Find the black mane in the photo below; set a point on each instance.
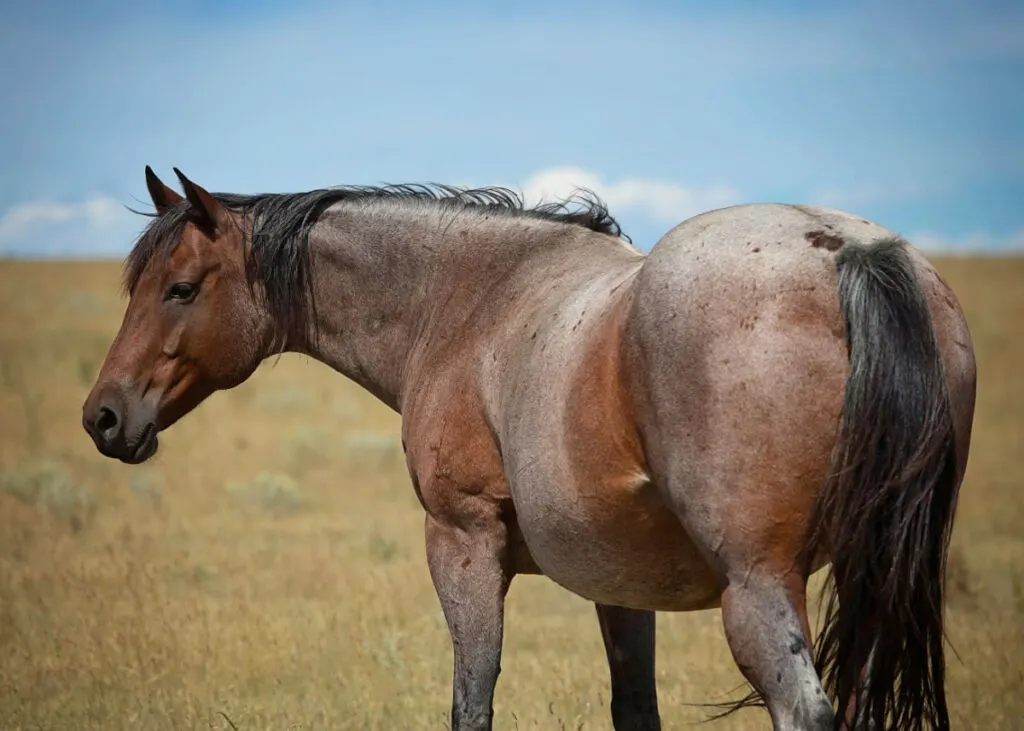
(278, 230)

--

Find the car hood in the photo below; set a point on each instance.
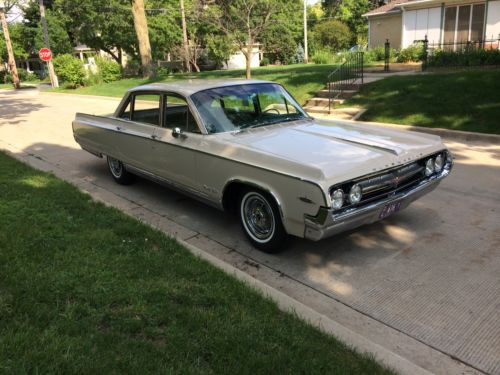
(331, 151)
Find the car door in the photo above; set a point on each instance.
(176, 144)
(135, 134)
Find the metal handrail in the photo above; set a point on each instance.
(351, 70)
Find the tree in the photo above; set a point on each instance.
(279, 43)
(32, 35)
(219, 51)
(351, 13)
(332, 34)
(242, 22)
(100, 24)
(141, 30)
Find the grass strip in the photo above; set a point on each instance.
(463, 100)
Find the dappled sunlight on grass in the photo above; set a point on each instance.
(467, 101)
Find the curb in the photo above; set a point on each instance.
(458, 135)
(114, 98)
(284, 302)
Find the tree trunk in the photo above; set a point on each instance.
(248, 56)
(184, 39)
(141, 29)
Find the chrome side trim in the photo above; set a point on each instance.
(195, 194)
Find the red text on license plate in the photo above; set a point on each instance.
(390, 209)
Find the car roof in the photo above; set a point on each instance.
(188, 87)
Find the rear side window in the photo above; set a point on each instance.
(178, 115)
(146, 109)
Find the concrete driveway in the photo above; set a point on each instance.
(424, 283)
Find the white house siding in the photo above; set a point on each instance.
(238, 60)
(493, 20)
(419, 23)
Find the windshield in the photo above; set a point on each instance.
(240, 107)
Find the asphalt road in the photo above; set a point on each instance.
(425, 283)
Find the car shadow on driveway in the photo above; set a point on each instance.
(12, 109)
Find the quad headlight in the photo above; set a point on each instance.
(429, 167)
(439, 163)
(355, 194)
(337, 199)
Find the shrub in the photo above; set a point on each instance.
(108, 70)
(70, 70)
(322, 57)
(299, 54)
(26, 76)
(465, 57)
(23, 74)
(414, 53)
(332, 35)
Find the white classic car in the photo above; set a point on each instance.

## ASSIGNED TASK:
From the records above, quote only the lines running from the line with "Find the quad" to the line with "Find the white classic", both lines included.

## RESPONSE BOX:
Find the quad headlight in the photo above; set a point on each instance.
(429, 167)
(439, 163)
(355, 194)
(337, 199)
Find the shrub in the photo above; set a point on each instance.
(108, 70)
(70, 70)
(322, 57)
(299, 54)
(26, 76)
(465, 57)
(23, 74)
(414, 53)
(332, 35)
Find the white classic car in the photo above; set a point on each instance.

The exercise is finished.